*** Opening PROVIDED RECORDS ***

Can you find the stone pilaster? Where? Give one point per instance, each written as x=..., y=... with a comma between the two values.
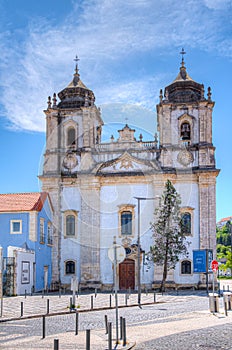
x=207, y=210
x=90, y=231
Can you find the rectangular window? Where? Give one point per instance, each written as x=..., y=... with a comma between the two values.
x=41, y=231
x=15, y=226
x=25, y=276
x=126, y=223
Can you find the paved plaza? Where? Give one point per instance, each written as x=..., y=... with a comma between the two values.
x=175, y=321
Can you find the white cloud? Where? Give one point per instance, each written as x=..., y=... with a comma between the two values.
x=105, y=34
x=217, y=4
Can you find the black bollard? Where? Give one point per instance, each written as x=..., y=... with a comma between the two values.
x=47, y=306
x=109, y=336
x=87, y=339
x=43, y=327
x=76, y=331
x=56, y=344
x=106, y=324
x=21, y=309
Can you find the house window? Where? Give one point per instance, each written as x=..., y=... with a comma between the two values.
x=49, y=233
x=41, y=231
x=186, y=223
x=16, y=226
x=70, y=267
x=71, y=137
x=186, y=267
x=185, y=131
x=126, y=223
x=70, y=223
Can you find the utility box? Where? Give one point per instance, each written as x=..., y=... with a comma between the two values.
x=213, y=302
x=227, y=298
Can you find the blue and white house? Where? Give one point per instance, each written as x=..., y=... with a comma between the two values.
x=26, y=239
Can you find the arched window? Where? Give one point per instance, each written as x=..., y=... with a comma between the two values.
x=186, y=223
x=185, y=131
x=126, y=223
x=70, y=267
x=186, y=267
x=70, y=225
x=71, y=137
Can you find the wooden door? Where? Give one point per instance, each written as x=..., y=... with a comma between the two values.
x=127, y=274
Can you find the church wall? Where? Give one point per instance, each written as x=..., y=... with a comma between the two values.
x=112, y=198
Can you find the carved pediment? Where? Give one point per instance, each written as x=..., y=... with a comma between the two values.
x=126, y=163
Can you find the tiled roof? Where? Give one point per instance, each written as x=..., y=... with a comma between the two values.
x=22, y=201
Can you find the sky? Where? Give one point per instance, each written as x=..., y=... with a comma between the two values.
x=128, y=51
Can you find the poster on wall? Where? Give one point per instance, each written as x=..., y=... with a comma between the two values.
x=25, y=275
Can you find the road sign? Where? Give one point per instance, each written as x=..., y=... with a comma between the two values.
x=214, y=265
x=120, y=253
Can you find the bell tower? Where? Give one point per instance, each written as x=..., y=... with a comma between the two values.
x=184, y=117
x=185, y=123
x=73, y=129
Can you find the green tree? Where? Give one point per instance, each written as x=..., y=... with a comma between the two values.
x=228, y=263
x=169, y=238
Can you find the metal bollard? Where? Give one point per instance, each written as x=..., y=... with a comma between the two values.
x=21, y=309
x=106, y=324
x=43, y=327
x=87, y=339
x=47, y=306
x=109, y=336
x=76, y=323
x=56, y=344
x=124, y=331
x=225, y=307
x=121, y=331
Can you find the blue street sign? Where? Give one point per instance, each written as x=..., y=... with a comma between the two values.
x=199, y=261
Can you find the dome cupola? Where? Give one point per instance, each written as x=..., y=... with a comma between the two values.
x=184, y=89
x=76, y=94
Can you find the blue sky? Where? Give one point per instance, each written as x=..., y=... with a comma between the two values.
x=128, y=51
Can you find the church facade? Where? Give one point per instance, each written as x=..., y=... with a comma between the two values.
x=106, y=191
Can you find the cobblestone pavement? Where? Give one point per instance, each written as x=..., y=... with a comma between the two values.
x=175, y=322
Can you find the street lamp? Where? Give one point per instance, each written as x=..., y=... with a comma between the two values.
x=139, y=199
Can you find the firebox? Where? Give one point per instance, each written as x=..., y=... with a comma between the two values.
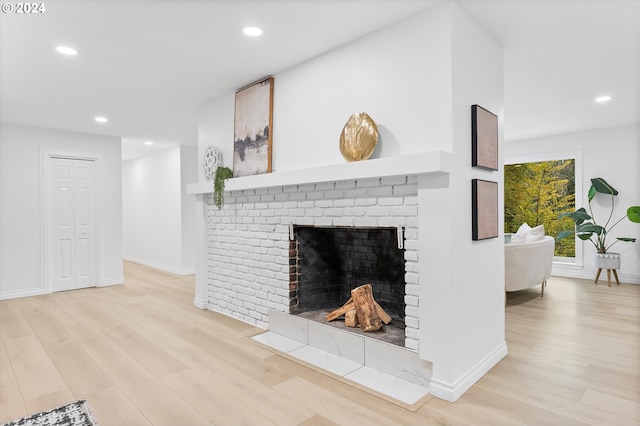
x=326, y=263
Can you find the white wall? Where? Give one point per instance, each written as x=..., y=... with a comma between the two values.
x=613, y=154
x=463, y=280
x=395, y=75
x=21, y=221
x=158, y=215
x=417, y=79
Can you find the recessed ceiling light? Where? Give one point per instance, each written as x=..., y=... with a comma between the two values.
x=67, y=50
x=252, y=31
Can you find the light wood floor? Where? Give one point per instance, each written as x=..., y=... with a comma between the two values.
x=142, y=354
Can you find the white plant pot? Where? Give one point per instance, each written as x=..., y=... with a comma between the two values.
x=608, y=260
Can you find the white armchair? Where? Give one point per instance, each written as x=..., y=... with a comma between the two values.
x=528, y=264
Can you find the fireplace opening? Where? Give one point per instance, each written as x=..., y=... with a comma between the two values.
x=326, y=263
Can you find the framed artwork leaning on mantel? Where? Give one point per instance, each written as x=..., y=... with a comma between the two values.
x=252, y=131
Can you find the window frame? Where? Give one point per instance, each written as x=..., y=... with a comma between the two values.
x=576, y=262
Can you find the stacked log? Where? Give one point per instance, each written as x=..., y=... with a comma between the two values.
x=361, y=310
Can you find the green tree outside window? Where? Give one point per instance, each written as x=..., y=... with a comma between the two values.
x=537, y=193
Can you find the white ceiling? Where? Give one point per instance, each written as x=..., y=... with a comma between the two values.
x=148, y=65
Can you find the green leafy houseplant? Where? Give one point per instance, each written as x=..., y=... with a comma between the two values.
x=222, y=174
x=586, y=227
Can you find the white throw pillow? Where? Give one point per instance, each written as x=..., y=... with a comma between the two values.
x=538, y=231
x=533, y=237
x=523, y=231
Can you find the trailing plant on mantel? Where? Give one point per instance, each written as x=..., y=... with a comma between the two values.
x=586, y=227
x=222, y=174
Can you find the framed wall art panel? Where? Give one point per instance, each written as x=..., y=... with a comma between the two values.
x=484, y=209
x=252, y=132
x=484, y=138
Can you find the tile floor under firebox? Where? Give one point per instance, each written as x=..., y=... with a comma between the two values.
x=390, y=370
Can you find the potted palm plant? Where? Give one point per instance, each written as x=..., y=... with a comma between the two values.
x=588, y=229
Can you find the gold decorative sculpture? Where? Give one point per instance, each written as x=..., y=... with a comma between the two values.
x=359, y=137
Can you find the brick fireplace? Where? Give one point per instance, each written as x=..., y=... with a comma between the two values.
x=250, y=244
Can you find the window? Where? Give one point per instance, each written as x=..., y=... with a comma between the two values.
x=537, y=191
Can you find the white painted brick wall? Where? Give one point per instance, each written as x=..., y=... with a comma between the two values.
x=248, y=239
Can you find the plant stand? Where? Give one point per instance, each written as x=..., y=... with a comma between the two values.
x=615, y=274
x=610, y=262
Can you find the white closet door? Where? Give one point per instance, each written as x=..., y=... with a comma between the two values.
x=72, y=195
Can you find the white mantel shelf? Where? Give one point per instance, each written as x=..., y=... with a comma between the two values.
x=425, y=163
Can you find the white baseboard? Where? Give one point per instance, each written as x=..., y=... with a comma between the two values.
x=160, y=266
x=452, y=391
x=200, y=303
x=112, y=281
x=23, y=293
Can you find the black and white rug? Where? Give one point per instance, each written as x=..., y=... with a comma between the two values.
x=74, y=414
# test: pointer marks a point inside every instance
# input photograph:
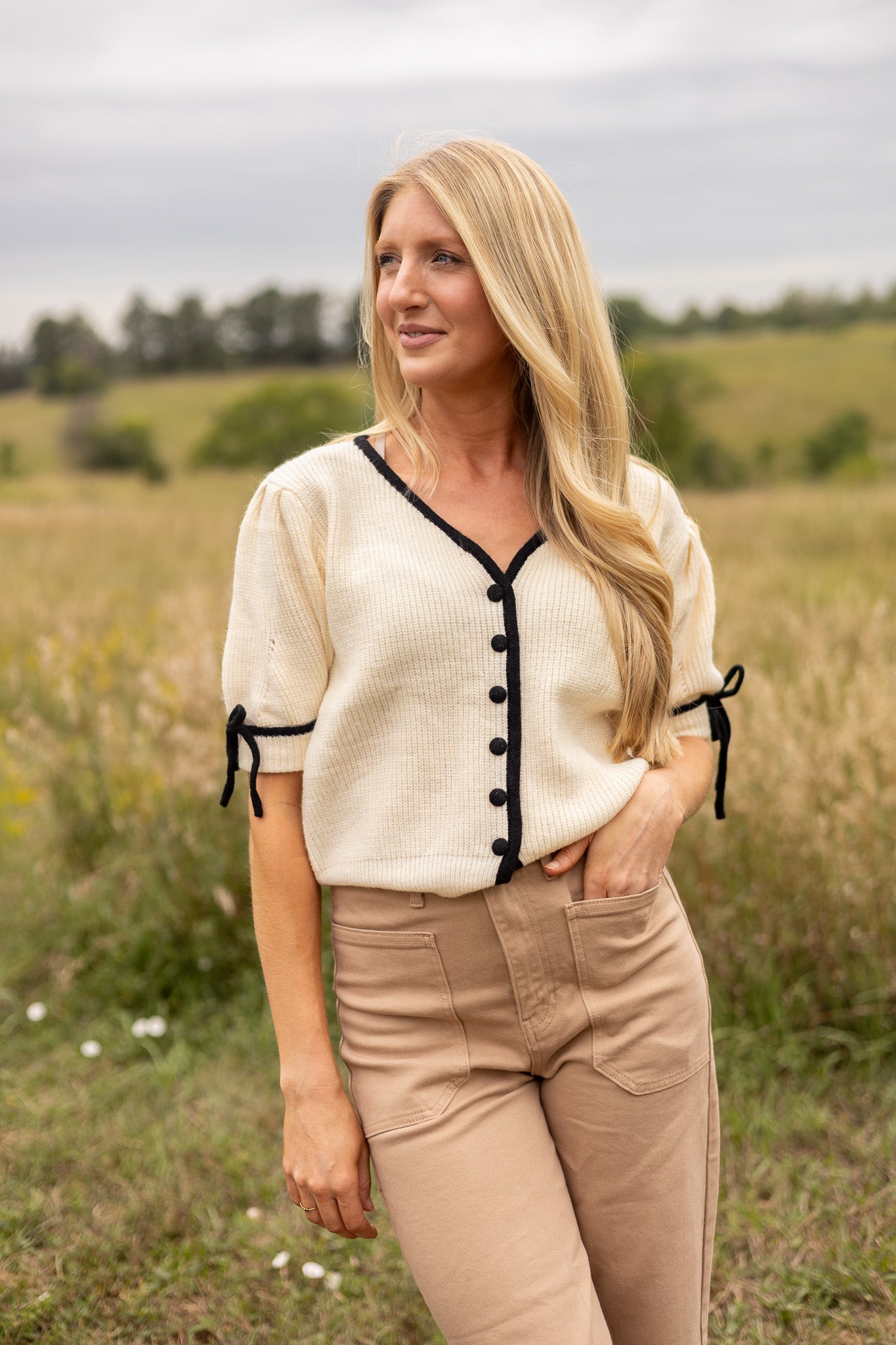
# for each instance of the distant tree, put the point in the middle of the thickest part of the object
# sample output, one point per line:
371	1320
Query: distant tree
278	422
843	440
630	319
733	319
68	357
664	390
273	327
192	337
146	338
92	445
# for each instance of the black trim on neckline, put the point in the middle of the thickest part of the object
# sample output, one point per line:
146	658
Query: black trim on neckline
461	540
511	861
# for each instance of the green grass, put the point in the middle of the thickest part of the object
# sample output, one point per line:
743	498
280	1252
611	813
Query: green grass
127	1183
774	386
782	386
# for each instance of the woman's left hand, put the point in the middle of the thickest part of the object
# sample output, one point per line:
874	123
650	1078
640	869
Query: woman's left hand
628	854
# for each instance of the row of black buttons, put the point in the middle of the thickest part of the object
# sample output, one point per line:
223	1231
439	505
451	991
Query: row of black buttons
498	695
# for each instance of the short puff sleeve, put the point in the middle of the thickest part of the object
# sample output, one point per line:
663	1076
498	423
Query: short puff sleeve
694	618
277	654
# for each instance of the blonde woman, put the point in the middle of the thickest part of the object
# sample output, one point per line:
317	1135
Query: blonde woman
456	653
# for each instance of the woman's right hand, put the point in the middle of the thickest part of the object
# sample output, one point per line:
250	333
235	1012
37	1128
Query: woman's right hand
327	1161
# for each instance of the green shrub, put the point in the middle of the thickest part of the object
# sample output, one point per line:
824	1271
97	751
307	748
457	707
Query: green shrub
127	447
278	422
843	440
664	389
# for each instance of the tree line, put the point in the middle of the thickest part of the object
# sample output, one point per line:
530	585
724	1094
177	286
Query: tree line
797	309
273	327
276	327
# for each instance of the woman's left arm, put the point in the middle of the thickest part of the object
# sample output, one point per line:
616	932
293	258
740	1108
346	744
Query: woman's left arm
629	852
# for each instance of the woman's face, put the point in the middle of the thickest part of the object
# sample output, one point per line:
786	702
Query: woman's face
430	300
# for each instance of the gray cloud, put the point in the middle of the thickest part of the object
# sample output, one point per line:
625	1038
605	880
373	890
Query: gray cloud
695	173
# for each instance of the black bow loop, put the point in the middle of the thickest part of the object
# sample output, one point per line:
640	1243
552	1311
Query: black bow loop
719	725
237	730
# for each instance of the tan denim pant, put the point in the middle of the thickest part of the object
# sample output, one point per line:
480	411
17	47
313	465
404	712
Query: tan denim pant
534	1074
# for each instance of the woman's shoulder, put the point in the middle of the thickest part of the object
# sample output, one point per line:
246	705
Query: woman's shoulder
319	467
658	503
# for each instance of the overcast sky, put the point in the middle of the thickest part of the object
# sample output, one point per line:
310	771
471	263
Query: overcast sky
711	148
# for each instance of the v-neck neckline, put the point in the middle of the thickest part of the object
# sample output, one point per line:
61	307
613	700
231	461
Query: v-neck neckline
461	540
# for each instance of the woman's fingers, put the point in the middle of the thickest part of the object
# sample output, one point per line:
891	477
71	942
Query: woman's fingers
343	1215
364	1180
565	858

*** Closing PROVIDED RECORDS ***

(WHAT THE EXERCISE ASKS): The expected answer is an exact copy of the lines above, beginning at the line with "Query: black bow loop" and ending at the line with "# for each instance of the v-neck", with both ends in.

(OUTPUT OF THE EXERCISE):
Query: black bow loop
719	725
237	730
# for each instance of the tan denim pant, put the point in the middle of the thickest part of the object
# sample output, one point per line:
480	411
17	47
313	465
404	712
Query: tan denim pant
534	1074
# for each instance of the woman's shoulder, put the point in the middle of the thickest part of the object
# sample output, one point per line:
246	705
Query: woman's shoulder
319	467
658	503
# for each instance of the overcast sky, put the point in the middle of the thickest part of the object
# sample output, one point per line:
310	771
471	263
Query: overcast sky
711	148
# for each instance of the v-neck neckline, put the point in the middle of the thickest part of the object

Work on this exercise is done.